● **Document section**:
※

I HAVE never set out to be a mouthpiece for disgruntled anglers in Galloway but I am regularly approached by anglers with serious points to make. I must state at the outset that I have never caught a spring salmon in my life and I have had a season ticket on the Cree since 1968.
No-one is more focused on the wellbeing of salmon than I am. During the 1970s, I attended extramural courses for two years under the tuition of Professor Derek Mills at Edinburgh University.
During this time I became a founder member of the Scottish branch of the Institute of Fisheries Management. Dr Mills, among his many other accomplishments, was the gentleman who founded the Atlantic Salmon Trust.
Jamie Hyslop states in his letter (The Galloway Gazette, February 10) that worm anglers, even with the latest restrictions, still have 15 weeks in which to fish. Nothing could be further from the truth. It would have to rain every second day to keep the water above the spinning marks.
I know in some summers it feels this is the case but in others we can go five or six weeks with no rain. This means fly anglers have 195 days to fish the Cree while a bait angler can be lucky to get between 10 and 15 days.
In one infamous season the water in the Cree had dwindled until it was barely flowing, salmon had congregated in a few of the deeper pools and foul hooking became so rife that the Newton Stewart Angling Association had to ban all river fishing. The foul hooking was all done by anglers fishing teams of flies.

※

● **Records shown**:
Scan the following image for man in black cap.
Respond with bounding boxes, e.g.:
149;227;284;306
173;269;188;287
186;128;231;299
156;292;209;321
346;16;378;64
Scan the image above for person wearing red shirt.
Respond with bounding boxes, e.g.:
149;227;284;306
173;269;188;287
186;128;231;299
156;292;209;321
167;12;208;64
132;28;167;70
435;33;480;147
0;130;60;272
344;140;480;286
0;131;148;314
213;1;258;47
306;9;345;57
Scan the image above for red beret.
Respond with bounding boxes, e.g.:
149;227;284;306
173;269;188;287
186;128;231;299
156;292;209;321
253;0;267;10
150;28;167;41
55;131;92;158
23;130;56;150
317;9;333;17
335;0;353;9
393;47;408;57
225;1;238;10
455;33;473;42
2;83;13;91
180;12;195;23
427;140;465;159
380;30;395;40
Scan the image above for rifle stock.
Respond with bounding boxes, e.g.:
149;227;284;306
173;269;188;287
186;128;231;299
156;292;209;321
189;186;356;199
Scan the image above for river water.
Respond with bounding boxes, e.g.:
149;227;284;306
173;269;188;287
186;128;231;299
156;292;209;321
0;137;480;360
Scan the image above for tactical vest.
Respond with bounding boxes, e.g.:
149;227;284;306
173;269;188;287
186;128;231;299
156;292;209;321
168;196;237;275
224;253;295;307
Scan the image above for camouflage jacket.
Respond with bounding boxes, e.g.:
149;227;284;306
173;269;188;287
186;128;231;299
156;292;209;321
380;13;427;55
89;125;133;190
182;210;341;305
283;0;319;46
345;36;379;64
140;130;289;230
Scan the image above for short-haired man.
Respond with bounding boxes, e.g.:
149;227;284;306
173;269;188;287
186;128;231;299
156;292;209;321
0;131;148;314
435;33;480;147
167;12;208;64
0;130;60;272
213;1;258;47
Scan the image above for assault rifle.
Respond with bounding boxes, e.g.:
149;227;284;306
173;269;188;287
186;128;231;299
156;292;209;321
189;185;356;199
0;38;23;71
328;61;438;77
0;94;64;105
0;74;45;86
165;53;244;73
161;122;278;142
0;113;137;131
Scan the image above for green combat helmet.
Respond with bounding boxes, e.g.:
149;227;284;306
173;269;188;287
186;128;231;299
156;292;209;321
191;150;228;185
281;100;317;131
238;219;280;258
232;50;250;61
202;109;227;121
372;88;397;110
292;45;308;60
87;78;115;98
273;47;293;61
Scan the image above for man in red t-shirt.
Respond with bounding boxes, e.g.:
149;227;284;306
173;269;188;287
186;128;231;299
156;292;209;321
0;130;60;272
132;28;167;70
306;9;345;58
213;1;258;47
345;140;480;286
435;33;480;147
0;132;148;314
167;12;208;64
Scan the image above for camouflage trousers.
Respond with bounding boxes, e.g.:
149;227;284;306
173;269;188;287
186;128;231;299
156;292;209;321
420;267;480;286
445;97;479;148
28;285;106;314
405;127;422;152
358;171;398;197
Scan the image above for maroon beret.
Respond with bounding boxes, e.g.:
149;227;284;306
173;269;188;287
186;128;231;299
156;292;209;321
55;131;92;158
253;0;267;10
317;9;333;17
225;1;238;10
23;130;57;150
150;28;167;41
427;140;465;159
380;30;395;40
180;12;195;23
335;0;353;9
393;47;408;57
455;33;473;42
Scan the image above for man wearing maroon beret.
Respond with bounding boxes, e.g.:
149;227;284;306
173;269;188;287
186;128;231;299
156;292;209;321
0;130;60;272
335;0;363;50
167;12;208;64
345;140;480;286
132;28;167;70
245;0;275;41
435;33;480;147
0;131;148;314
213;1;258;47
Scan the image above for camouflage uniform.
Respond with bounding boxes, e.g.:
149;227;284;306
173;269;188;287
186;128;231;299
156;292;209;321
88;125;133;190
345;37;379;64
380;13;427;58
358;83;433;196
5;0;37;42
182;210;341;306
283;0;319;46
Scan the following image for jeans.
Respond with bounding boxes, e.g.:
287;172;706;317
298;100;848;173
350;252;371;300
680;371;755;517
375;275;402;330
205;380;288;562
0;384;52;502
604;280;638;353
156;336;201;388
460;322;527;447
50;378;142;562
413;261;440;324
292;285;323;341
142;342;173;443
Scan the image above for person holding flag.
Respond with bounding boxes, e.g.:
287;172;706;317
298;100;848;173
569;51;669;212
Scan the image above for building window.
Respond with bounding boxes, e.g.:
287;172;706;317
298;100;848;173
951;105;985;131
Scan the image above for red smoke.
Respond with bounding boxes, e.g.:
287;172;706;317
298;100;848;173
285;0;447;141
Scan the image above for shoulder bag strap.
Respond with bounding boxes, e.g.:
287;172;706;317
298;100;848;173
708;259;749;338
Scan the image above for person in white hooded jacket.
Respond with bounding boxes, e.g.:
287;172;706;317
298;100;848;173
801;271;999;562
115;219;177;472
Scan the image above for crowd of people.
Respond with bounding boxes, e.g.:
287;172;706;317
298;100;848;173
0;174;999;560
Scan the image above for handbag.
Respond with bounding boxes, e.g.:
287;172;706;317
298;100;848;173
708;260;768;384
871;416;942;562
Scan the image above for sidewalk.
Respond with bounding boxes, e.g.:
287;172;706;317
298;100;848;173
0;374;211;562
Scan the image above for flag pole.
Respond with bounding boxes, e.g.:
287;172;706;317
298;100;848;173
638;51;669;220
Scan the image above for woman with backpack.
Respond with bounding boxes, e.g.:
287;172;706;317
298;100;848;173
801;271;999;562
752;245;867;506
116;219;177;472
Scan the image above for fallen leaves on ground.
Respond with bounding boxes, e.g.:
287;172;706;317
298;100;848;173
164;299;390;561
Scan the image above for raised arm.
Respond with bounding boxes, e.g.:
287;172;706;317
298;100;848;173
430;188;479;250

※

● **Tasks and exercises**:
1. Name every organization or publication mentioned in the letter about salmon fishing on the Cree.
2. Repeat word for word the part of the letter about salmon fishing on the Cree that begins with the words containing "I HAVE never set" and ends with "Cree since 1968.".
3. Carry on the letter about salmon fishing on the Cree, starting right after its last sentence.
The items are separate from the letter about salmon fishing on the Cree.

● **Set of answers**:
1. Edinburgh University; the Scottish branch of the Institute of Fisheries Management; the Atlantic Salmon Trust; The Galloway Gazette; the Newton Stewart Angling Association

2.
I HAVE never set out to be a mouthpiece for disgruntled anglers in Galloway but I am regularly approached by anglers with serious points to make. I must state at the outset that I have never caught a spring salmon in my life and I have had a season ticket on the Cree since 1968.

3.
It was brought up at the association’sw last AGM that certain factions want shrimp fishing to be allowed. Fishing with shrimp is banned in Scotland. It would appear that some anglers on private stretches of the Cree have jumped the gun. People walking the river after a flood have seen pieces of shrimp being washed down. If Mr Hyslop thinks someone who deliberately breaks the law of Scotland will return his catch to the water, he is naive.
Sea-trout fishing has been virtually non-existent for years, and, if the angling press is to be believed, the culprits are sea lice from farmed salmon cages. Perhaps all the west coast river boards should concentrate their ire on the salmon farms rather than pick on anglers who have virtually no effect on fish populations.
It is not all doom and gloom for spring salmon, however: my good friend Wullie Laurie, sadly no longer with us, told me the fish of the 2011 spring run were the biggest he had ever seen in the Minnoch. He had seen greater numbers in the past but last year fish of up to 20lbs were taken.
If preserving salmon is the main object of river boards, why were 20 large fish allowed to batter themselves to death in cages set to catch brood fish for the River Bladnoch hatchery?
Legerwood, Newton Stewart.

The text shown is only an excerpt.